■ O que fazer
(a) Segundo o texto sobre a Pasteleira Nova, como é conhecido o bairro no Norte do país?
(b) Por favor, devolva sem alterações o trecho do texto sobre a Pasteleira Nova que vai de "Por uma ou outra" até "e todos fogem.".

■ Texto fornecido
Muitos dos moradores da Pasteleira Nova são seduzidos pelas elevadas quantias oferecidas e passam a ser mais uma peça do complexo puzzle montado no bairro. Há, todavia, quem resista ao dinheiro e acabe por ceder às ameaças de traficantes. "Uma casa vazia no bairro vale ouro", garante a mesma fonte.
Por uma ou outra razão, na Pasteleira Nova vigora a "omertà", código criado pela máfia italiana que proíbe revelar à Polícia (ou aos jornalistas) os segredos que ali se escondem. Ninguém fala e todos fogem.
Horários combinados
E como se financia uma operação tão dispendiosa? A resposta é simples: com os lucros astronómicos proporcionados pela enorme quantidade de cocaína e heroína traficada naquele que é conhecido como o "supermercado de droga" do Norte do país.

Dados de apontamento com base em imagens
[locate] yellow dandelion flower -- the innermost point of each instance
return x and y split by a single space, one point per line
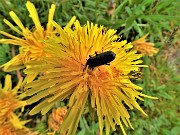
79 67
30 46
56 118
9 129
9 102
146 48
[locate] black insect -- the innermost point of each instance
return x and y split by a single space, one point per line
100 59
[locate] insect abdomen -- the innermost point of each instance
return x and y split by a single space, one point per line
100 59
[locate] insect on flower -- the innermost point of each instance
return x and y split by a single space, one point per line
100 59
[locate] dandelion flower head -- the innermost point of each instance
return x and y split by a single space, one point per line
68 77
10 101
30 46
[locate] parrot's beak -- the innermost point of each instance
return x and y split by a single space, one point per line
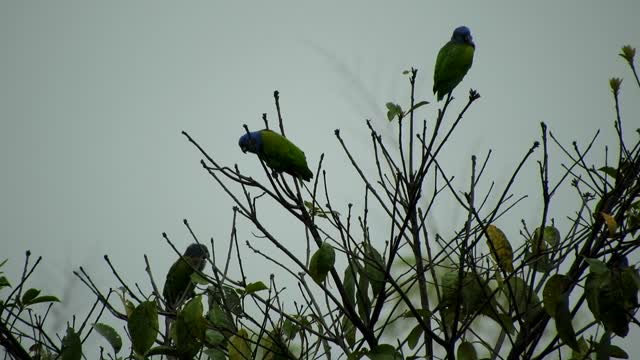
469 40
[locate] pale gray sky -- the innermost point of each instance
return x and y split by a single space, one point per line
93 96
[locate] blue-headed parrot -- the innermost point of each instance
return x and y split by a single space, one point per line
178 285
453 62
277 152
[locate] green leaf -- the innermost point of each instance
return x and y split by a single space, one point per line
524 297
414 336
374 268
159 350
230 300
563 323
322 262
500 248
383 352
553 293
196 278
110 335
466 351
190 327
592 287
215 354
416 106
349 282
362 295
550 235
425 314
44 298
582 352
349 331
393 111
143 326
255 287
238 346
221 319
214 337
596 266
617 352
602 348
71 346
291 328
29 295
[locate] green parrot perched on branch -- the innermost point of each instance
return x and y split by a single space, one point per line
453 62
178 285
277 152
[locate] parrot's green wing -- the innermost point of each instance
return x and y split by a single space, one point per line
452 64
282 155
178 285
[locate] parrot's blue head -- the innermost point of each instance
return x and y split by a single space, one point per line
251 142
196 251
462 35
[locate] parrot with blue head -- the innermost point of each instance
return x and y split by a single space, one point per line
178 286
453 62
277 152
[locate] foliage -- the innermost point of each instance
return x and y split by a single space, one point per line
406 292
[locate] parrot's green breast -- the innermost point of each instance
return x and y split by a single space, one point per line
453 63
178 282
282 155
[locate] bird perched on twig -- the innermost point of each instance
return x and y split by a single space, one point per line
453 62
178 286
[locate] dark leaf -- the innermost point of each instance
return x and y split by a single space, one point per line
143 326
71 346
110 334
466 351
255 287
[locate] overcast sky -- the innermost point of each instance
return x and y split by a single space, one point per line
93 97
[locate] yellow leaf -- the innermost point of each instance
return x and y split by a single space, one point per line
500 248
612 225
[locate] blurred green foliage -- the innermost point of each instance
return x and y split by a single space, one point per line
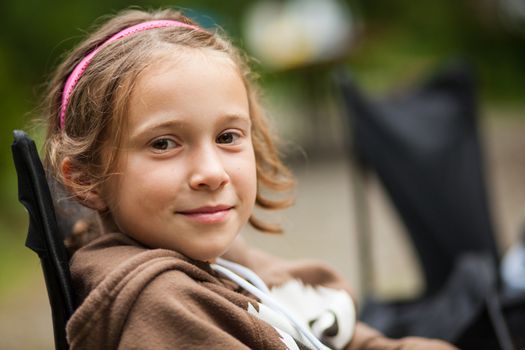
395 41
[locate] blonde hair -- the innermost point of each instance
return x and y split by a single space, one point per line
96 113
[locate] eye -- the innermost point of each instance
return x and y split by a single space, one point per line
228 137
163 144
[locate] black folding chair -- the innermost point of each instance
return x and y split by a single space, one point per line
424 147
43 236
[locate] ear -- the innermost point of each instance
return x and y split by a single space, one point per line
75 179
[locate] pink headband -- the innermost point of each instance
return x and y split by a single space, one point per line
81 67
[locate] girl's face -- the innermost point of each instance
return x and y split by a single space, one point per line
186 175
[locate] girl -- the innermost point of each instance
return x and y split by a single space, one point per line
154 123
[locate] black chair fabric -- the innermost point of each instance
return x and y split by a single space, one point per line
424 147
43 237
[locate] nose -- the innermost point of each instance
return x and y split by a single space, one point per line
208 172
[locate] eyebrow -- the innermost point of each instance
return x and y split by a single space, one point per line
179 124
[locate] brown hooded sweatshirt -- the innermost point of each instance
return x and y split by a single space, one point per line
133 297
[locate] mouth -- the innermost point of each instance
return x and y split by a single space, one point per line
208 214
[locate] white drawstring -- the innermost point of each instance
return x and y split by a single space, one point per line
259 289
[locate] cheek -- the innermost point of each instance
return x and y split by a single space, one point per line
246 177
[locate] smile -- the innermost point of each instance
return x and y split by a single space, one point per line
208 214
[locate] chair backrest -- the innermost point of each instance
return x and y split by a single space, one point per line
425 148
43 237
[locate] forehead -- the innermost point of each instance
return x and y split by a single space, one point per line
184 82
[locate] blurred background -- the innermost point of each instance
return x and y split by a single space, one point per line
387 46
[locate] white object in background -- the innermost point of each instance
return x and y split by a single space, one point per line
284 34
513 267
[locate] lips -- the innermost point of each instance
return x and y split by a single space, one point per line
208 214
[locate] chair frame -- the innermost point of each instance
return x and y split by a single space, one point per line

■ Respostas escritas
(a) É conhecido como o "supermercado de droga" do Norte do país.

(b)
Por uma ou outra razão, na Pasteleira Nova vigora a "omertà", código criado pela máfia italiana que proíbe revelar à Polícia (ou aos jornalistas) os segredos que ali se escondem. Ninguém fala e todos fogem.